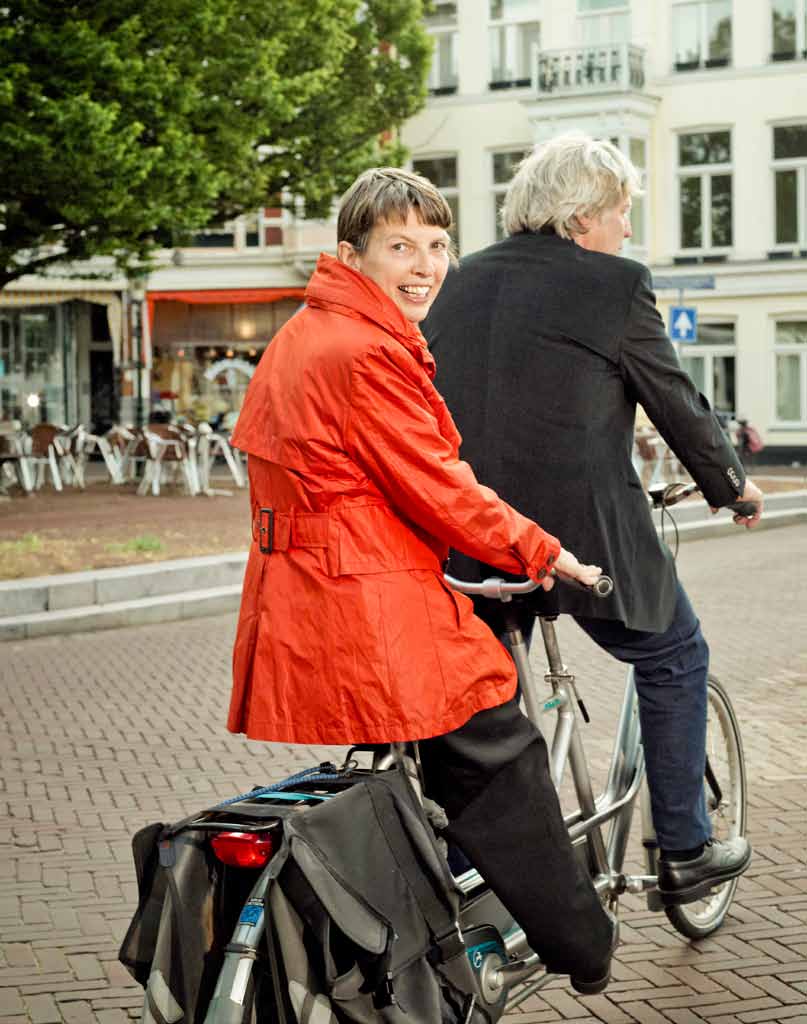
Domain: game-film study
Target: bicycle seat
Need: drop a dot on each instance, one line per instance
(540, 602)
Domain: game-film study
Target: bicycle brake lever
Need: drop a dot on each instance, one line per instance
(747, 509)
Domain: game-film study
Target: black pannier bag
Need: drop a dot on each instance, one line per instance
(362, 915)
(188, 904)
(366, 913)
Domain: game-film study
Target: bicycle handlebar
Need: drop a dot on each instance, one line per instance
(503, 591)
(664, 496)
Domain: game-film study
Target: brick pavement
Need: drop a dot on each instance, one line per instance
(102, 733)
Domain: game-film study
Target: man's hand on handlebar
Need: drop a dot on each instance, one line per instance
(748, 508)
(567, 565)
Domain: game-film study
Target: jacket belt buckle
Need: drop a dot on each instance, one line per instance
(266, 530)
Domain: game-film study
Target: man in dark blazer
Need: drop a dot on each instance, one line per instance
(545, 342)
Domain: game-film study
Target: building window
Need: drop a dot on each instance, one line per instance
(790, 354)
(702, 34)
(441, 171)
(705, 190)
(504, 165)
(712, 365)
(636, 151)
(441, 23)
(790, 184)
(789, 30)
(603, 22)
(213, 237)
(513, 33)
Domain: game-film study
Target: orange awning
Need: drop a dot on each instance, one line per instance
(222, 296)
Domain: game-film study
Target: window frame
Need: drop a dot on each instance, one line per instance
(798, 164)
(449, 192)
(436, 32)
(800, 53)
(709, 352)
(500, 187)
(777, 349)
(705, 172)
(704, 62)
(614, 9)
(523, 82)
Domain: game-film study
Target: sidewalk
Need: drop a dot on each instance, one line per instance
(104, 732)
(161, 591)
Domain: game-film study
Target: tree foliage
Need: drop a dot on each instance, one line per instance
(122, 121)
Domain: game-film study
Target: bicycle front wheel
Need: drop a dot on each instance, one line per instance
(725, 797)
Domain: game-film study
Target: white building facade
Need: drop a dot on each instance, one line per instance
(709, 97)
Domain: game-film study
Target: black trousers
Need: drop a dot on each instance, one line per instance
(492, 777)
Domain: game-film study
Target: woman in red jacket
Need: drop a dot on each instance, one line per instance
(347, 632)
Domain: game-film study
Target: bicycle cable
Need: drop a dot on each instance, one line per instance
(667, 493)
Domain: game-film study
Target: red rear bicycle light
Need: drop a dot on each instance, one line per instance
(243, 849)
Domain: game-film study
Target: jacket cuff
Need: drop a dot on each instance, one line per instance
(545, 558)
(729, 488)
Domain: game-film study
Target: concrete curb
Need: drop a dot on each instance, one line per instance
(132, 595)
(186, 588)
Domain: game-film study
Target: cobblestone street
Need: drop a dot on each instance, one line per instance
(105, 732)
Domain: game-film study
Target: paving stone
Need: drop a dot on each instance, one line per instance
(43, 1010)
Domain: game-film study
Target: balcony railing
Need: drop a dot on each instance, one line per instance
(609, 68)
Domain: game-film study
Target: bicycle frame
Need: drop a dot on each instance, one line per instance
(614, 806)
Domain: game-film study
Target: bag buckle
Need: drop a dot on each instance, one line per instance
(266, 530)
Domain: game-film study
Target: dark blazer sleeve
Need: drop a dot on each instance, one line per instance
(680, 413)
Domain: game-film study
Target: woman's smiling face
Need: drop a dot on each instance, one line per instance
(408, 260)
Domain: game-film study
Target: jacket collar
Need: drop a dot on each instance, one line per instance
(338, 287)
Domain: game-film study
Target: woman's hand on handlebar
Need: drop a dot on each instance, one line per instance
(566, 564)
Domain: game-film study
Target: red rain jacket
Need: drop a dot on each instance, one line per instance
(347, 632)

## What is expected
List every line of the rows above that contains the string "building", copying each such line in full. Case counts.

## Result of this task
Target: building window
Target: white building facade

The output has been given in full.